**Jobs:**
1 - Quote the multiple linear regression post word for word, from "Multiple linear regression structure" up to and including "each individual coefficient.".
2 - Extend the post on multiple linear regression, picking up right after its last sentence.

**Text section:**
------------------------

In the last post on numeracy, we talked about correlation, regression, and how two variables could be related. Regression, specifically, was a way to use one variable to predict another. This was useful but in real-world situations, when making predictions, we are required to weigh a multitude of different variables. Lucky for us there is a regression model that is specifically designed to handle multiple variables. This model is called multiple linear regression (MLR) and it will be the subject of this post.
At its core, MLR is a model that tries to find a mathematical relationship between three or more variables.
Multiple linear regression structure
In MLR, the variable we seek to explain is called the dependent variable, and the variables that explain it are called the independent variables. The dependent variable is often denoted as Y and the independent variables are often denoted as X1, X2, …, Xn.
The general form of the MLR model is as follows:
Y = b0 + b1X1 + b2X2 + … + bnXn + ε
Y is the dependent variable
X1-Xn are the independent variables
b0 is the intercept
b1-bn are the slope coefficent
ε is the error term
Interpreting regression coefficients
Unlike with single linear regression, the coefficients of MLR can’t be thought of as how much the dependent variable will change given a one-unit increase of the independent variable. The reason for this is that when we add more independent variables to the model, the correlations between those variables will have an impact on each individual coefficient.
Conceptually, if two independent variables are correlated, the two variables will move together, and then they will overlap in explaining the variance of the dependent variable. If the two independent variables retained their absolute regression coefficients, they would be redundantly explaining parts of the same thing. For this reason, MLR uses something called partial regression coefficients, which measure the expected change in the dependent variable for a one-unit increase in an independent variable, but remembering to hold all other independent variables constant.
How do we derive this intuitively? Well, if we want to have coefficients that only explain the non-overlapping variance in the dependent variable, we need to break out what is uniquely explained by each independent variable. Do we already have a tool for finding how much of a variable’s variation can’t be explained by other variables? We do, and it is regression.

------------------------

**Data extract:**
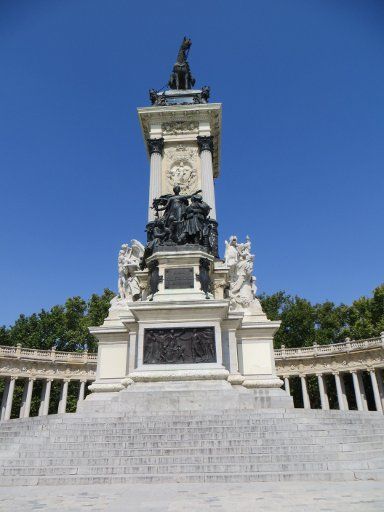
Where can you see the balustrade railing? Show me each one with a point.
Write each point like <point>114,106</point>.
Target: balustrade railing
<point>361,362</point>
<point>334,348</point>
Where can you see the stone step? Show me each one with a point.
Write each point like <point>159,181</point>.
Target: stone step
<point>190,469</point>
<point>202,478</point>
<point>186,458</point>
<point>286,451</point>
<point>250,441</point>
<point>212,434</point>
<point>238,423</point>
<point>262,413</point>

------------------------

**Written answers:**
1 -
Multiple linear regression structure
In MLR, the variable we seek to explain is called the dependent variable, and the variables that explain it are called the independent variables. The dependent variable is often denoted as Y and the independent variables are often denoted as X1, X2, …, Xn.
The general form of the MLR model is as follows:
Y = b0 + b1X1 + b2X2 + … + bnXn + ε
Y is the dependent variable
X1-Xn are the independent variables
b0 is the intercept
b1-bn are the slope coefficent
ε is the error term
Interpreting regression coefficients
Unlike with single linear regression, the coefficients of MLR can’t be thought of as how much the dependent variable will change given a one-unit increase of the independent variable. The reason for this is that when we add more independent variables to the model, the correlations between those variables will have an impact on each individual coefficient.

2 -
For example, imagine we have two independent variables, X1 and X2. We could regress X1 on X2 and the result would be a regression that shows how much of X1 is explained by X2. More importantly, this regression would also show how much of X1 is not explained by X2. This unexplained part of X1 would be the residuals of that new regression. We can then take those residuals(parts of X1 that are unique to X1) and use them instead of X1 to regress Y. Doing this, we arrive at our partial regression coefficient and have derived the key concept behind MLR.
Testing individual coefficients
We use a T-test for analyzing the significance of every individual independent variable. The equation for the T-Statistic is as follows:
T-statistic = Observed Coefficient – Predicted Coefficient / Standard Error
Degrees of freedom = N – K – 1
K = number of slope coefficients
If our calculated T-statistic is greater than our T-critical value at a stated significance level, we can reject the null hypothesis the true coefficient is equal to our predicted coefficient.
Regression software will often express this significance with a P-value. The P-value is the level of significance that our result would be rejected at. The lower the P-value, the more significant the result.
Testing our predictions
Lets take it for granted right now that our MLR model is significant and properly specified. When making predictions with this MLR model, it is important that we don’t use input values that are outside the range of data we used to make the model. For example, if we have height and weight data for people who are between 5ft and 6ft tall, and then try to make a prediction for a person who is 7ft tall, our model will probably fail. We can only extrapolate so far outside of our original data range.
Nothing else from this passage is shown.